Exercise goal
Exactness is required throughout. Return every record once more.

(Entries taken from a collection)
★ ★ ★ ★ ★

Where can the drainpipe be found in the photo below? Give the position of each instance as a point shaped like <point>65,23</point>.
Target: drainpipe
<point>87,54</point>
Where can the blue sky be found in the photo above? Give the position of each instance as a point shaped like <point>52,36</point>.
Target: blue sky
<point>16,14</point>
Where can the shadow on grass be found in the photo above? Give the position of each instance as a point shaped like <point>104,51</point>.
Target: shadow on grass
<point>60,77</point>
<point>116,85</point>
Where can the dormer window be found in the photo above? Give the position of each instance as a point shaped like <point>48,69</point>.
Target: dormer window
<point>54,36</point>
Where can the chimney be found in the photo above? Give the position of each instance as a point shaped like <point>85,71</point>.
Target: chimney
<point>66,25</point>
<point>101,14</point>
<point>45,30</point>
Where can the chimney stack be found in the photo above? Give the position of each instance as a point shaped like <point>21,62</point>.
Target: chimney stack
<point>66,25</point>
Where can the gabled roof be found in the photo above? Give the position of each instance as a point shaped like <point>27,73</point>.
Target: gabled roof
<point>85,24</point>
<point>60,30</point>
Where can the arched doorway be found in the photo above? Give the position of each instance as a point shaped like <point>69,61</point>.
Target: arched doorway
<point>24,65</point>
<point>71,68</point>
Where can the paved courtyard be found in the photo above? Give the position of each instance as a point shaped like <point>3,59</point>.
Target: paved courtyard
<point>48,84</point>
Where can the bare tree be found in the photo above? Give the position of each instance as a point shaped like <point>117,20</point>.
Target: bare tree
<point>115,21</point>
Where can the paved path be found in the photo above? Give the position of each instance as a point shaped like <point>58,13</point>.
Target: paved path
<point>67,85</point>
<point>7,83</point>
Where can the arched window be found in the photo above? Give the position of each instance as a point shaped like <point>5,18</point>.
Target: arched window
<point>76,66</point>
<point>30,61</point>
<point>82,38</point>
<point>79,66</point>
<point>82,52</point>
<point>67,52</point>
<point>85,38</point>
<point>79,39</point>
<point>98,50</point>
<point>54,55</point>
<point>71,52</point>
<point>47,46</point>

★ ★ ★ ★ ★

Exercise response
Where can the drainpipe be found in the photo below? Give the position of each instance as a point shaped like <point>65,23</point>.
Target: drainpipe
<point>87,54</point>
Where can the blue sky be found in the photo above? Give the position of each instance as a point shaped like <point>52,36</point>.
Target: blue sky
<point>16,14</point>
Where can the shadow on grass be found in the photo above? Give the position of each instance as a point shaped like <point>104,51</point>.
Target: shadow on grass
<point>60,77</point>
<point>116,85</point>
Where can the dormer window be found in the photo above? Give the position of each instance as a point shaped like <point>48,69</point>.
Target: dormer window
<point>54,36</point>
Where can the chimney be found in the photo above? Give the position of each instance as a point shaped like <point>85,71</point>.
Target: chimney
<point>66,25</point>
<point>101,14</point>
<point>45,30</point>
Where can the chimney stack be found in the photo above? Give the position of each instance as a point shaped like <point>21,62</point>.
Target: chimney stack
<point>66,25</point>
Where can the gabled roof be found in the photo above? Give the position of each instance as a point shaped like <point>27,73</point>.
Target: gabled roof
<point>85,24</point>
<point>60,30</point>
Where can the arched doorway be found in the photo above? Give the position of each instance as a point shaped like <point>69,61</point>.
Target: arched doorway
<point>24,65</point>
<point>71,68</point>
Where can the paved courtyard be found in the photo above? Give the position of each instance as a point shaped like <point>3,59</point>.
Target: paved courtyard
<point>48,84</point>
Where can the bare tree be found in the photo above? Give the position of each instance as a point shaped like <point>117,20</point>.
Target: bare tree
<point>115,21</point>
Where can the paved path be found in the photo above? Give the position of each instance as a point shaped like <point>58,13</point>.
Target: paved path
<point>67,85</point>
<point>7,83</point>
Where can the arched window be found in the photo above? Give the position of each instance as a point shaped like <point>5,18</point>.
Target: arched window
<point>76,66</point>
<point>30,61</point>
<point>82,38</point>
<point>79,66</point>
<point>82,52</point>
<point>67,52</point>
<point>85,38</point>
<point>79,39</point>
<point>98,50</point>
<point>54,55</point>
<point>71,52</point>
<point>47,46</point>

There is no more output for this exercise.